● **INFORMATION PROVIDED**
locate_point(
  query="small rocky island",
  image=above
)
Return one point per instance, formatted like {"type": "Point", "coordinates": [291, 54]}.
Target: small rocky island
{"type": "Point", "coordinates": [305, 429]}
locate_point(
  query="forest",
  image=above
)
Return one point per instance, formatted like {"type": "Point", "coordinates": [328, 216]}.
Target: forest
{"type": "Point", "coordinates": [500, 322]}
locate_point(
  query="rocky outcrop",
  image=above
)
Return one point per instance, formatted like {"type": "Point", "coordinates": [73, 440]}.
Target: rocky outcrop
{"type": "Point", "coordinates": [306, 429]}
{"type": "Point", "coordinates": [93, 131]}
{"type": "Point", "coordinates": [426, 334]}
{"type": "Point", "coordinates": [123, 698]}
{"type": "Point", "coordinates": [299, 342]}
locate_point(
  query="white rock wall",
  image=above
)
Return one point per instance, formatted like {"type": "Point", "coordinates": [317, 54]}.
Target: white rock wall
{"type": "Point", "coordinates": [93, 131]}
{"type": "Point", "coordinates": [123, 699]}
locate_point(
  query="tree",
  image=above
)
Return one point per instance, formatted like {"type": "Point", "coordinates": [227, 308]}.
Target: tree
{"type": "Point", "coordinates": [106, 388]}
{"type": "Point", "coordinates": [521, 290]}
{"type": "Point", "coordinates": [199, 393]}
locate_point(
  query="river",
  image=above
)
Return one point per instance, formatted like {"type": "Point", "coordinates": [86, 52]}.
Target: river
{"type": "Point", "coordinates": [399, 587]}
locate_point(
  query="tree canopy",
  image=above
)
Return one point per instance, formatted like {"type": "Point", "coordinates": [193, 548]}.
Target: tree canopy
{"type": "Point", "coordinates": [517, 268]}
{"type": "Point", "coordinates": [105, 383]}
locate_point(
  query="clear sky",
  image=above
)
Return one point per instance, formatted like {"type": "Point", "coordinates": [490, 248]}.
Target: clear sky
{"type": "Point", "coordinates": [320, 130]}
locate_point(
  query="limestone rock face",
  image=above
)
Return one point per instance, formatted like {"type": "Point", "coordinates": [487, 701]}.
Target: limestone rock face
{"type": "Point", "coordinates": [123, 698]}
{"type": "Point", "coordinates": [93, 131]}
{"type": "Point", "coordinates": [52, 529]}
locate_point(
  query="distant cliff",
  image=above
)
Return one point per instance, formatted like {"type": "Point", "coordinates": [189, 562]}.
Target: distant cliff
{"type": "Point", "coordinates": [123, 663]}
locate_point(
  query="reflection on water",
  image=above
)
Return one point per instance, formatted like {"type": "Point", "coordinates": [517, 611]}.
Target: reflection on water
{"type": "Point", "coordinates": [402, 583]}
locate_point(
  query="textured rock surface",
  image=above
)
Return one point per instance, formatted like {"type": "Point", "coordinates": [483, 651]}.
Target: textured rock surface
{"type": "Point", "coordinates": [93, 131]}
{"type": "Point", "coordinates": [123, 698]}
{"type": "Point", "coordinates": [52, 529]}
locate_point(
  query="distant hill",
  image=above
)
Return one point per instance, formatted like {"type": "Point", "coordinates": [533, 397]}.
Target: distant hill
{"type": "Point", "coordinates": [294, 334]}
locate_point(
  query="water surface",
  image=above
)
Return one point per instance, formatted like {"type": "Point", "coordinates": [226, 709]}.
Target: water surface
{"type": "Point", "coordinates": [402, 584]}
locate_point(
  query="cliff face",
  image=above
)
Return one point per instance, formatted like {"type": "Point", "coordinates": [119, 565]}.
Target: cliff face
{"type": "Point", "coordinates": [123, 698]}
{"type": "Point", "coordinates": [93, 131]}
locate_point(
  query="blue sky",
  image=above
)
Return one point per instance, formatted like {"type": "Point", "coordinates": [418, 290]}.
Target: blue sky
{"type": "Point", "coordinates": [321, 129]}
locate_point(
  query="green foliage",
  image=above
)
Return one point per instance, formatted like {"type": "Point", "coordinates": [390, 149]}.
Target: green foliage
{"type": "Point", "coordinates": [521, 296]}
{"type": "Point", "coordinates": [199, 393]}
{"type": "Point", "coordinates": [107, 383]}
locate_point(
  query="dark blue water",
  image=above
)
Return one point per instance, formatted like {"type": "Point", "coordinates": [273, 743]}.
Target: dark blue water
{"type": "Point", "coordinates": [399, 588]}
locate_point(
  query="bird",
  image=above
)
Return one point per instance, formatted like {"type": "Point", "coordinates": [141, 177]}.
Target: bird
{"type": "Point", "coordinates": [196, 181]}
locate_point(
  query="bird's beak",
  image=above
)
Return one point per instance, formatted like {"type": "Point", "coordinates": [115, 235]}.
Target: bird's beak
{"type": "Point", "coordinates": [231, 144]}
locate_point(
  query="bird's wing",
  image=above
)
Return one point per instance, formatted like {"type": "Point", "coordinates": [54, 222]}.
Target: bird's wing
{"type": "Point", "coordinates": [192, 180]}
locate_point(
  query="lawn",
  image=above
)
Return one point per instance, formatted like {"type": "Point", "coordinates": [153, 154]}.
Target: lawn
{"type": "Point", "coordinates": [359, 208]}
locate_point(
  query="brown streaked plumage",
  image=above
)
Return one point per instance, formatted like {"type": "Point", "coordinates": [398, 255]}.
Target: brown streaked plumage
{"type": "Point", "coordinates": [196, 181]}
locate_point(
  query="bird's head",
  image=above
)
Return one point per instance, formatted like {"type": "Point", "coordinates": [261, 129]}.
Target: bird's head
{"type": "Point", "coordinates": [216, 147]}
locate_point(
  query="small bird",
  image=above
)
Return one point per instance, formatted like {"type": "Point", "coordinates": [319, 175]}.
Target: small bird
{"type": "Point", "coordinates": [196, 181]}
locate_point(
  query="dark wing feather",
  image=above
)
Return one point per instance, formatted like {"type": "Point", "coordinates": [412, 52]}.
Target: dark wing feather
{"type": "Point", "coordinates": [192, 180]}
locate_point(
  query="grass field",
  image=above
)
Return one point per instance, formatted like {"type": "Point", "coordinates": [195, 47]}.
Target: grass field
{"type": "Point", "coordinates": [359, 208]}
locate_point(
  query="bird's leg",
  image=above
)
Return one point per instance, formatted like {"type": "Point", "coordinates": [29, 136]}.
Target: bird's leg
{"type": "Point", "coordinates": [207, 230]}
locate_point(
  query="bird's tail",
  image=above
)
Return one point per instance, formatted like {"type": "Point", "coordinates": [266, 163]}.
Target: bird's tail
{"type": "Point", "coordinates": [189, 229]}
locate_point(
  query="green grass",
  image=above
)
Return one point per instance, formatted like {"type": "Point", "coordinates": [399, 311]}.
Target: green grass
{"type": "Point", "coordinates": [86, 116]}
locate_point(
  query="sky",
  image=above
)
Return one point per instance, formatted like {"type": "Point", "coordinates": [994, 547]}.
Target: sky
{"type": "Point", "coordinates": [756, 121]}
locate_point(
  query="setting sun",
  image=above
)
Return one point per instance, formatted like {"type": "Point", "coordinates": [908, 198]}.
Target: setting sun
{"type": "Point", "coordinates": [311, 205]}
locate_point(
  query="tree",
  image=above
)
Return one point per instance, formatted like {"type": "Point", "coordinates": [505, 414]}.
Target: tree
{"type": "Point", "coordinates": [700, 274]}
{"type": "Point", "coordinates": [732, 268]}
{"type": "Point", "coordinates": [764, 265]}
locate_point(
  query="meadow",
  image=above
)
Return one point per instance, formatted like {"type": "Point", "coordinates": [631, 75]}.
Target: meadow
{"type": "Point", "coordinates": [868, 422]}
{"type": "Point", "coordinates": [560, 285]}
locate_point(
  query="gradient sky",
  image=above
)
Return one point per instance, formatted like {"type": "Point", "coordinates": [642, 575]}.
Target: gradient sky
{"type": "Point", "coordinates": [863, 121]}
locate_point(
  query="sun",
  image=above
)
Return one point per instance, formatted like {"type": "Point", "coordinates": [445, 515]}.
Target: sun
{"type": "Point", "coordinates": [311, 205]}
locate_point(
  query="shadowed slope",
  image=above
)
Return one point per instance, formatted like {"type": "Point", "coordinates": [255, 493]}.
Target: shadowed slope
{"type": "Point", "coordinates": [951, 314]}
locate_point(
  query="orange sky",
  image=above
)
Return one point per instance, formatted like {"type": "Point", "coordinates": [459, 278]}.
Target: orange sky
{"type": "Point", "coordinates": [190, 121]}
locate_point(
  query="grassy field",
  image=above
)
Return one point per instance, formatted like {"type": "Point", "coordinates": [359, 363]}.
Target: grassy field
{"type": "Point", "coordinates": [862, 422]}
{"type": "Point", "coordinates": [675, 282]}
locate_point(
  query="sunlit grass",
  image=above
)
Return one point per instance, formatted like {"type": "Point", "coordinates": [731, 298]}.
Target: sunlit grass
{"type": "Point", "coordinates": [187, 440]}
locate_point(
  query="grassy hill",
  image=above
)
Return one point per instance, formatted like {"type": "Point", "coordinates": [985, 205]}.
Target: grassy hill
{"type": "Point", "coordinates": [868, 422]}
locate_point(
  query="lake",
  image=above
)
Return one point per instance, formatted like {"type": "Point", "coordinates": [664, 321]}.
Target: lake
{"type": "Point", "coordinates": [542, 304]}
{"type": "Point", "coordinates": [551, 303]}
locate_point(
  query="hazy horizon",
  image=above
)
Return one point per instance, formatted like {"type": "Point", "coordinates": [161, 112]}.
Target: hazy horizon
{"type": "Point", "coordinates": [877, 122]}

● **WHAT IS REQUIRED**
Collect every line of the records that contains the string "white", treating uppercase and lowercase as different.

● **COMPLETE ANSWER**
  query="white rock wall",
Target: white rock wall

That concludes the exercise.